> [Exercise instructions] Reproduce every line of the items below without changing any wording, and leave the pictures out.

Location labeling items
** start **
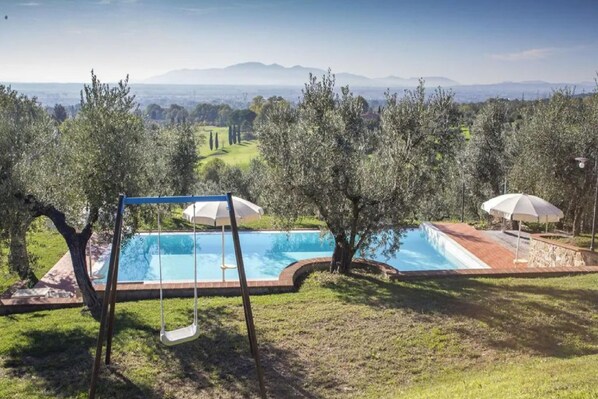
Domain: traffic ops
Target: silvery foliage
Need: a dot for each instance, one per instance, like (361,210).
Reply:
(101,153)
(366,185)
** end **
> [Response below]
Domain: traffic ops
Target: silvery foliage
Need: a dot for each instance, one per instance, like (361,210).
Reply:
(101,153)
(366,185)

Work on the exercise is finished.